About this task: The task calls for every line of the data to be retyped exactly.
___ Data provided
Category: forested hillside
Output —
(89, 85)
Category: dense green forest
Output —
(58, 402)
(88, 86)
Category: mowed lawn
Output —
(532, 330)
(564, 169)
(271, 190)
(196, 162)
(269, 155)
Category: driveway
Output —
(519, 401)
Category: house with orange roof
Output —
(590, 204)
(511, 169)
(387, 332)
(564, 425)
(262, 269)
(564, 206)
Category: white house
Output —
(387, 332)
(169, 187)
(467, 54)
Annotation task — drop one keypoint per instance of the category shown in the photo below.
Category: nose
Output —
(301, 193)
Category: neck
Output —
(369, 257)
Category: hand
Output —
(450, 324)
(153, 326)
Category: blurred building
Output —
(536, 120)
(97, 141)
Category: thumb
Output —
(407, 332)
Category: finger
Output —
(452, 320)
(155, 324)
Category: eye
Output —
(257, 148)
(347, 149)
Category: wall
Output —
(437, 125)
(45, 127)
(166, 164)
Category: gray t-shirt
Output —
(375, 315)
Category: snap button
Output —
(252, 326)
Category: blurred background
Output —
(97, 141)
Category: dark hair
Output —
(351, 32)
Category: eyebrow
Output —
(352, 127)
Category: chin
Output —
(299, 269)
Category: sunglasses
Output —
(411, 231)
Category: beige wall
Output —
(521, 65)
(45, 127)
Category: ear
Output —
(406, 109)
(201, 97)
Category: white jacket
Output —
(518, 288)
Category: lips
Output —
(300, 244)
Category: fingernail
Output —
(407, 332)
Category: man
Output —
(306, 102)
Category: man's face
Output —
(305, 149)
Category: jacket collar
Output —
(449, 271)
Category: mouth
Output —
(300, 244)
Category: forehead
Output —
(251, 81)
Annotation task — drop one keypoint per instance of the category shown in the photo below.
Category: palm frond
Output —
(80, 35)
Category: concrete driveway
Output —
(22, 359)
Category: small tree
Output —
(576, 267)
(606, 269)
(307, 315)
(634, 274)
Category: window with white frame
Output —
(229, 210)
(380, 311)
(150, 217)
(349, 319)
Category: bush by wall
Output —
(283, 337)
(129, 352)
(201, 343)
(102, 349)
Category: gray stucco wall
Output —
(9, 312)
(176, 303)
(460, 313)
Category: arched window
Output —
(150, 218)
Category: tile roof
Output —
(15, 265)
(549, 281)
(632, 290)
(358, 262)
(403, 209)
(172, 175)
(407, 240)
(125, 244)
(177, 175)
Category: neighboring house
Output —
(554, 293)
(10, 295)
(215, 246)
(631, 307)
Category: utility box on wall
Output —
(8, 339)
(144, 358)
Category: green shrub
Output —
______
Answer space:
Category: forested hillside
Output —
(89, 85)
Category: dense green forest
Output —
(58, 402)
(88, 86)
Category: mowed lawn
Output —
(532, 330)
(564, 169)
(271, 190)
(196, 162)
(269, 155)
Category: driveway
Output —
(519, 401)
Category: house with orange roof
Output —
(590, 204)
(511, 169)
(387, 332)
(564, 425)
(262, 269)
(564, 206)
Category: white house
Output —
(387, 332)
(169, 187)
(467, 54)
Annotation task — drop one keypoint per instance of the category shown in the photo below.
Category: nose
Output —
(301, 193)
Category: neck
Output —
(369, 257)
Category: hand
Output —
(450, 324)
(153, 326)
Category: blurred building
Output —
(536, 120)
(97, 141)
Category: thumb
Output —
(407, 332)
Category: finger
Output —
(452, 320)
(155, 324)
Category: eye
Output —
(257, 148)
(347, 149)
Category: wall
Output —
(437, 125)
(45, 127)
(166, 164)
Category: gray t-shirt
Output —
(375, 315)
Category: snap button
Output —
(252, 326)
Category: blurred background
Output —
(97, 141)
Category: dark hair
Output —
(351, 32)
Category: eyebrow
Output —
(352, 127)
Category: chin
Output —
(299, 269)
Category: sunglasses
Output —
(411, 231)
Category: beige wall
Output —
(521, 65)
(45, 127)
Category: ear
Output —
(406, 109)
(201, 97)
Category: white jacket
Output —
(518, 288)
Category: lips
Output —
(300, 244)
Category: fingernail
Output —
(407, 332)
Category: man
Output —
(306, 102)
Category: man's face
Output —
(305, 149)
Category: jacket collar
Output —
(449, 271)
Category: mouth
Output —
(300, 244)
Category: forehead
Output —
(251, 81)
Annotation task — drop one keypoint per instance of the category shown in the photo below.
Category: palm frond
Output —
(80, 35)
Category: concrete driveway
Output —
(22, 359)
Category: small tree
Output —
(576, 267)
(606, 269)
(307, 315)
(634, 274)
Category: window with white frame
Output —
(229, 210)
(380, 311)
(150, 217)
(349, 319)
Category: bush by wall
Output —
(283, 337)
(129, 352)
(201, 343)
(102, 349)
Category: gray stucco wall
Output —
(9, 312)
(176, 303)
(460, 313)
Category: arched window
Output —
(150, 218)
Category: tile roof
Output —
(15, 265)
(549, 281)
(632, 290)
(358, 262)
(403, 209)
(172, 175)
(407, 240)
(125, 244)
(177, 175)
Category: neighboring house
Output —
(554, 293)
(10, 295)
(215, 246)
(631, 307)
Category: utility box on wall
Output —
(8, 339)
(144, 358)
Category: green shrub
Output —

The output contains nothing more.